## Tantangan 1
Ringkaslah teks bacaan tentang ucapan Zain al-‘Abidin dalam dua kalimat.
## Tantangan 2
Terjemahkan kalimat "Engkaulah ya Allah yang tidak diliputi oleh tempat" dari teks bacaan ke dalam bahasa Inggris.
## Tantangan 3
Lanjutkan teks bacaan tentang ucapan Zain al-‘Abidin, dimulai sesudah kalimat terakhirnya.

## Teks Bacaan
################

Al-Imam as-Sajjad Zain
al-‘Abidin ‘Ali ibn al-Husain ibn ‘Ali ibn Abi Thalib (w 94 H)
berkata:
"أنْتَ
اللهُ الّذِيْ لاَ يَحْوِيْكَ مَكَانٌ" (رواه الحافظ الزبيدي)
"Engkaulah ya Allah yang
tidak diliputi oleh tempat". (Diriwayatkan oleh al-Hafizh az-Zabidi dalam Ithaf
as-Sadah al-Muttaqin Bi Syarh Ihya’ ‘Ulumiddin dengan rangkaian sanad muttashil
mutasalsil yang kesemua perawinya adalah Ahl al-Bayt; keturunan
Rasulullah).

################

(Item data)
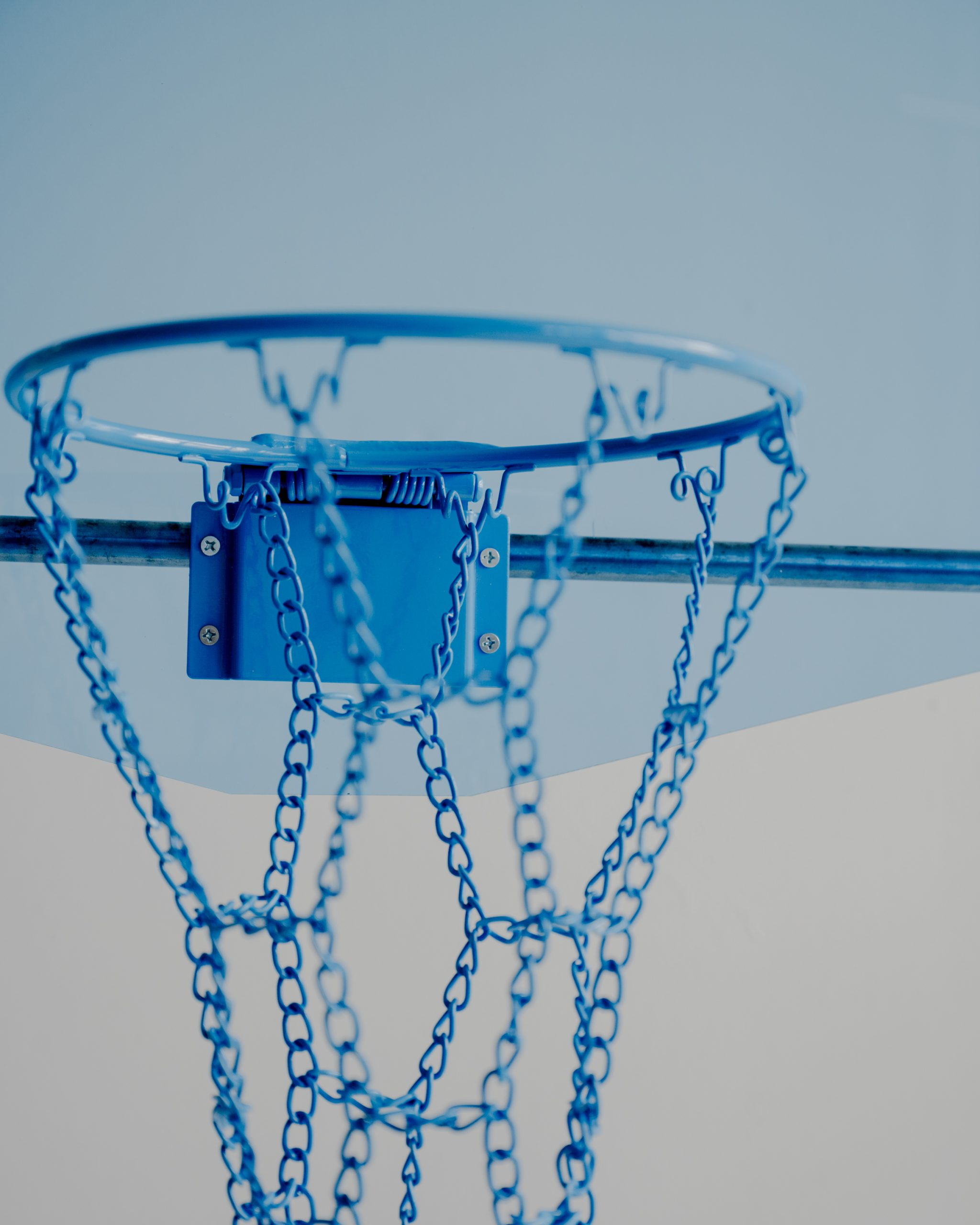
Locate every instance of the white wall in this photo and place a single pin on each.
(799, 1040)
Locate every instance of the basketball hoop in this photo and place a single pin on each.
(292, 579)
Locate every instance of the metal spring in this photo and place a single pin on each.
(298, 487)
(408, 490)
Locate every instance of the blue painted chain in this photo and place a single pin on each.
(54, 468)
(601, 933)
(521, 756)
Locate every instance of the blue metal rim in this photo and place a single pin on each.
(373, 329)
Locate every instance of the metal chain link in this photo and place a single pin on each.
(54, 468)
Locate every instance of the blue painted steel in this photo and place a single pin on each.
(388, 457)
(600, 930)
(405, 558)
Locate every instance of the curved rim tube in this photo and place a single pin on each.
(373, 329)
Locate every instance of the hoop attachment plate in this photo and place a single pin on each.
(405, 555)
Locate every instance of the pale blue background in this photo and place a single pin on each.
(803, 180)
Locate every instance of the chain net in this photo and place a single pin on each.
(600, 930)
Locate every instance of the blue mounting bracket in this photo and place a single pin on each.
(405, 557)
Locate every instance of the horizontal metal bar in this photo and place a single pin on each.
(802, 565)
(146, 543)
(106, 542)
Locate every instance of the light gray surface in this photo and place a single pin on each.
(799, 1028)
(804, 183)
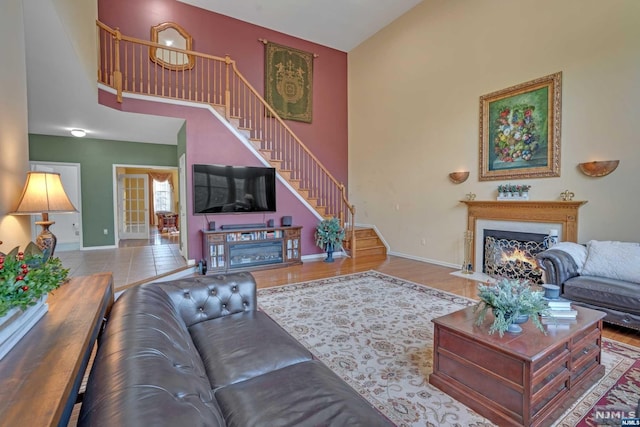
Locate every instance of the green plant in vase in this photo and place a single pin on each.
(329, 236)
(27, 276)
(510, 300)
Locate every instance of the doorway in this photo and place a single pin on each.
(133, 206)
(68, 226)
(137, 190)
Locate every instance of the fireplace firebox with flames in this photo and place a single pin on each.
(512, 254)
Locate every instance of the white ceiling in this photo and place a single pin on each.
(61, 96)
(339, 24)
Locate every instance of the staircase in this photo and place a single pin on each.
(124, 64)
(368, 243)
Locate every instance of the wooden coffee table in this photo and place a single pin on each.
(520, 379)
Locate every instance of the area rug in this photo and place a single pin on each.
(375, 332)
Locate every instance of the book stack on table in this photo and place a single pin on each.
(560, 313)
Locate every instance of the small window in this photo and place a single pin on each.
(162, 196)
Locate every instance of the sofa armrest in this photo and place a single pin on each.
(207, 297)
(558, 266)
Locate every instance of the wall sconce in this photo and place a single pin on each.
(458, 177)
(598, 168)
(43, 194)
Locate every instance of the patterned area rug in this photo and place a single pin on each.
(375, 332)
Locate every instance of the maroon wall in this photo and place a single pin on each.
(220, 35)
(209, 141)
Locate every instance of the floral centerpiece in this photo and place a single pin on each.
(329, 236)
(27, 276)
(510, 300)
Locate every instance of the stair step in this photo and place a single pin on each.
(365, 232)
(367, 242)
(377, 251)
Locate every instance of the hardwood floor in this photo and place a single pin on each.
(415, 271)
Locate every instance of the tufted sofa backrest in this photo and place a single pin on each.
(197, 299)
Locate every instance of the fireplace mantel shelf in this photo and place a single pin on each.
(531, 204)
(558, 212)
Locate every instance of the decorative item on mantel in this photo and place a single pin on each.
(513, 192)
(512, 302)
(567, 196)
(598, 169)
(458, 177)
(26, 278)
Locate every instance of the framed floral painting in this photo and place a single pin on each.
(520, 130)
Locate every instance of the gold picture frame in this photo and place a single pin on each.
(176, 38)
(520, 130)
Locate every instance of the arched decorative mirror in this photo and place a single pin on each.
(172, 35)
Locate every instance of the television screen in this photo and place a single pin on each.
(233, 189)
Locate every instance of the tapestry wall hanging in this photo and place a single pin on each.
(289, 82)
(520, 130)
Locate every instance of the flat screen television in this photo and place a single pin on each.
(223, 189)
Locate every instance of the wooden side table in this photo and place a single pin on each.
(519, 379)
(167, 221)
(40, 377)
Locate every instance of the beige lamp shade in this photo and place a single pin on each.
(43, 193)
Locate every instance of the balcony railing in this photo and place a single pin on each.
(124, 63)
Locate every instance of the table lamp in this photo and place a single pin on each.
(43, 194)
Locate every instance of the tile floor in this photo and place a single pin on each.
(133, 261)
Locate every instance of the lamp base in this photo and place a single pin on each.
(46, 240)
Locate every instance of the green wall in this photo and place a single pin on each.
(96, 158)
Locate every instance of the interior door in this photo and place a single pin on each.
(133, 206)
(182, 172)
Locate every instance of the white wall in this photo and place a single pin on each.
(14, 148)
(414, 93)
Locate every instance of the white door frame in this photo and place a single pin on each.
(143, 226)
(182, 205)
(114, 169)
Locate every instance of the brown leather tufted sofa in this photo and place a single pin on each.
(197, 352)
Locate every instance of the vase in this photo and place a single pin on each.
(515, 327)
(329, 250)
(16, 323)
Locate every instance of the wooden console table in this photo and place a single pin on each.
(251, 248)
(40, 377)
(524, 379)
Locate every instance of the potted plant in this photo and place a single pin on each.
(27, 276)
(512, 301)
(329, 236)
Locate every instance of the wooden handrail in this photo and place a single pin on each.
(124, 64)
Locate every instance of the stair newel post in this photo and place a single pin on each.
(352, 226)
(227, 88)
(117, 73)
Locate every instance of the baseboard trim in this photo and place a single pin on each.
(427, 260)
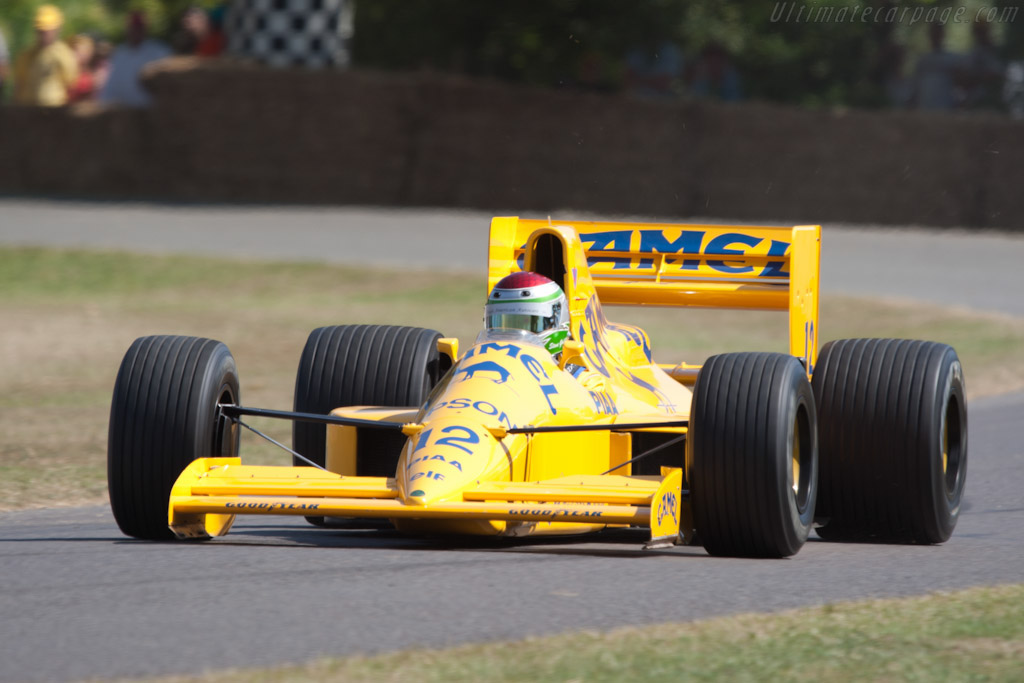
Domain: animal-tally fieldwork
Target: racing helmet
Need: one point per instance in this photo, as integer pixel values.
(531, 302)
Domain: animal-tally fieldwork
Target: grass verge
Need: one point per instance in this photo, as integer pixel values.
(68, 316)
(972, 635)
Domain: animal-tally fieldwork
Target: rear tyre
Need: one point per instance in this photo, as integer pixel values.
(892, 419)
(752, 454)
(164, 415)
(360, 365)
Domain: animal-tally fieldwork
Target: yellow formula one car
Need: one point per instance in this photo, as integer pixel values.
(557, 421)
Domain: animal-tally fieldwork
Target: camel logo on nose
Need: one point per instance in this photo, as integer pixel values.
(485, 367)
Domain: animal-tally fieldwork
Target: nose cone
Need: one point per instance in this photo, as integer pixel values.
(444, 459)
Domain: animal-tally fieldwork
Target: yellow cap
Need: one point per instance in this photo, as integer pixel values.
(48, 17)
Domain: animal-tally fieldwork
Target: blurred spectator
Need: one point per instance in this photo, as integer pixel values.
(45, 72)
(934, 83)
(85, 87)
(100, 65)
(123, 86)
(887, 72)
(715, 75)
(4, 61)
(1013, 89)
(201, 33)
(654, 71)
(984, 70)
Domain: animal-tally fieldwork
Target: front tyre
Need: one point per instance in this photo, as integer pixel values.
(752, 455)
(892, 415)
(164, 415)
(363, 365)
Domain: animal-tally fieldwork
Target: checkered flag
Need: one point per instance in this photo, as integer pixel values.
(290, 33)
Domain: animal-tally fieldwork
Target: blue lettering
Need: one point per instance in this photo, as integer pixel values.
(774, 268)
(613, 241)
(455, 441)
(688, 242)
(549, 389)
(719, 246)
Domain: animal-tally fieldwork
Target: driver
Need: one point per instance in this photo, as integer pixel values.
(531, 302)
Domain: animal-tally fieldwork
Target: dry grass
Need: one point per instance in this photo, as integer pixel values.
(69, 316)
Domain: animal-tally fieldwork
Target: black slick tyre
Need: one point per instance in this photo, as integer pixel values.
(163, 416)
(752, 455)
(892, 420)
(361, 365)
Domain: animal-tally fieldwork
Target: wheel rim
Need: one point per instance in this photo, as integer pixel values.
(225, 434)
(952, 446)
(800, 471)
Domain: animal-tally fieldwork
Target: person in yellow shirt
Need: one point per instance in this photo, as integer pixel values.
(44, 73)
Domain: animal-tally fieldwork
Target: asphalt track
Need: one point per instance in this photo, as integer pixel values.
(78, 599)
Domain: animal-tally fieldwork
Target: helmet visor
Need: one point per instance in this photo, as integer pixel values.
(534, 324)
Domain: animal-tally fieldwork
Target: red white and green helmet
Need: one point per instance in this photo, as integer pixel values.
(531, 302)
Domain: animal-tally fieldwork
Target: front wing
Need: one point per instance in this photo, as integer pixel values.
(212, 491)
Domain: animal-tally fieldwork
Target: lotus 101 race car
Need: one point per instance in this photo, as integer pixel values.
(743, 454)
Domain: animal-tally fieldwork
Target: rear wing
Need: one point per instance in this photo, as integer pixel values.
(712, 266)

################

## Hasil Akhir 1
Al-Imam as-Sajjad Zain al-‘Abidin ‘Ali ibn al-Husain ibn ‘Ali ibn Abi Thalib (w. 94 H) berkata bahwa Allah tidak diliputi oleh tempat. Ucapan ini diriwayatkan oleh al-Hafizh az-Zabidi dalam Ithaf as-Sadah al-Muttaqin Bi Syarh Ihya’ ‘Ulumiddin dengan sanad muttashil mutasalsil yang seluruh perawinya adalah Ahl al-Bayt, keturunan Rasulullah.

## Hasil Akhir 2
You are the One, O Allah, who is not encompassed by any place.

## Hasil Akhir 3
Adapun ketika seseorang
menghadapkan kedua telapak tangan ke arah langit ketika berdoa, hal ini tidak
menandakan bahwa Allah berada di arah langit. Akan tetapi karena langit adalah
kiblat berdoa dan merupakan tempat turunnya rahmat dan barakah. Sebagaimana
apabila seseorang ketika melakukan shalat ia menghadap ka'bah, hal ini tidak
berarti bahwa Allah berada di dalamnya, akan tetapi karena ka'bah adalah kiblat
shalat. Penjelasan seperti ini telah dituturkan oleh para ulama Ahlussunnah Wal
Jama'ah seperti al-Imam al-Mutawalli (w 478 H) dalam kitabnya al-Ghun-yah,
al-Imam al-Ghazali (w 505 H) dalam kitabnya Ihya ‘Ulumiddin, al-Imam an-Nawawi
(w 676 H) dalam kitabnya Syarh Shahih Muslim, al-Imam Taqiyyuddin as-Subki (w
756 H) dalam kitab as-Sayf ash-Shaqil, dan masih banyak lagi.
Al-Imam Abu Ja'far
ath-Thahawi -Semoga Allah meridlainya- (w 321 H) berkata:
"تَعَالَـى
(يَعْنِي اللهَ) عَنِ الْحُدُوْدِ وَاْلغَايَاتِ وَاْلأرْكَانِ وَالأعْضَاءِ
وَالأدَوَاتِ لاَ تَحْوِيْهِ الْجِهَاتُ السِّتُّ كَسَائِرِ
الْمُبْتَدَعَاتِ"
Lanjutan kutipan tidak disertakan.